[ERWARTETE LEISTUNG] Setze den Nachruf auf den Wachauer Winzer Josef Jamek im Anschluss an seinen letzten Satz fort.

##### UNTERSUCHTER TEXT

"Doyen der Wachau" - Abschied von Josef Jamek

18.03.2011 - R.KNOLL

ÖSTERREICH (Joching) - Er war fast so etwas wie ein menschliches Synonym der Wachau. Josef Jamek aus Joching (berühmtes Kürzel JJJ) prägte die Weinlandschaft an der Donau wie kein anderer und trug entscheidend zum internationalen Ruhm dieses eigentlich kleinen Gebietes mit gerade 1400 Hektar bei. „Ein großer Mann, der für die Region unwahrscheinlich viel geleistet hat“ - diese Aussage von Franz Hirtzberger, dem Vorsitzenden der Schutzvereinigung Vinea Wachau (die 1983 von Jamek mit begründet wurde), gemacht zu seinem 80. Geburtstag am 4. November 1999, hat nach wie vor Gültigkeit, als es hieß, Abschied zu nehmen von dem bedeutenden Wein-Österreicher, der vor wenigen Tagen im Alter von 91 Jahren verstarb.

 

Das Weingut in Joching gründete sein Vater Anton 1912. Der sieben Jahre später geborene Sohn Josef besuchte von 1934 bis 1936 die Weinbauschule in Krems und übernahm danach schon Verantwortung im Keller. Nach sechs überstandenen Kriegsjahren überlegte der junge Mann, ob er ergänzend zum Weinbau die von den Eltern gegründete, aber zerstörte Gaststätte weiter führen sollte. Ein befreundeter Gastronom redete ihm gut zu. So wurde Josef Jamek Winzer und Gastronom. Kurz vor seinem 80. Geburtstag, damals lebte er schon sehr zurückgezogen, erzählte er, dass es ihm immer Freude gemacht hatte, täglich vielen Menschen zu begegnen und sich mit ihnen auszutauschen.

##########
##### INHALT DES DATENSATZES

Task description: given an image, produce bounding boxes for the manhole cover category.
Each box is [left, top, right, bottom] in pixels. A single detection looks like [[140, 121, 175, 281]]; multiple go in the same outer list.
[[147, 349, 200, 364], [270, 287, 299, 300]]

##########

[ERGEBNIS]
Die Stammgäste sahen dann den schlanken Mann mit dem eisgrauen Bürstenschnitt, wie er die Gäste an den Tisch brachte, beim Service half, schnell mal guten Bekannten eine kleine Weinprobe zelebrierte und die Augen überall hatte. Besonders gute Bekannte durften mit ihm einen Ausflug in seine Riede (Lage) Klaus machen, die er 1959 erwarb und durch mühselige Terrassierung nicht nur zu einer der Spitzenlagen Österreichs, sondern außerdem zu einem Naturdenkmal formte.

Im gleichen Jahr entschloss er sich, generell auf die Anreicherung von Wein zu verzichten – ein mutiger Schritt, denn vor Jahrzehnten gab es auch immer wieder mal Ernten mit geringem Zuckergehalt in den Trauben, etwa 1965 und 1980. Jamek sagte dann: „Man muss den Weinen eben mehr Zeit lassen.“ Der Verzicht auf den Zuckersack wurde später für alle Vinea Wachau-Mitglieder Pflicht. Die hohe Säure in solchen Jahren bekam er durch den geschickt praktizierten biologischen Säureabbau in den Griff. Der Süße verschloss er sich nicht generell: „Wenn es die Natur gibt, warum nicht?“ Ebenfalls ungewöhnlich waren seine niedrigen Schwefelgaben. Beim Rotwein vom Zweigelt übte er sogar gelegentlich totalen Verzicht. „Behutsam“ war eines seiner Lieblingswörter beim Beschreiben des Weinausbaus.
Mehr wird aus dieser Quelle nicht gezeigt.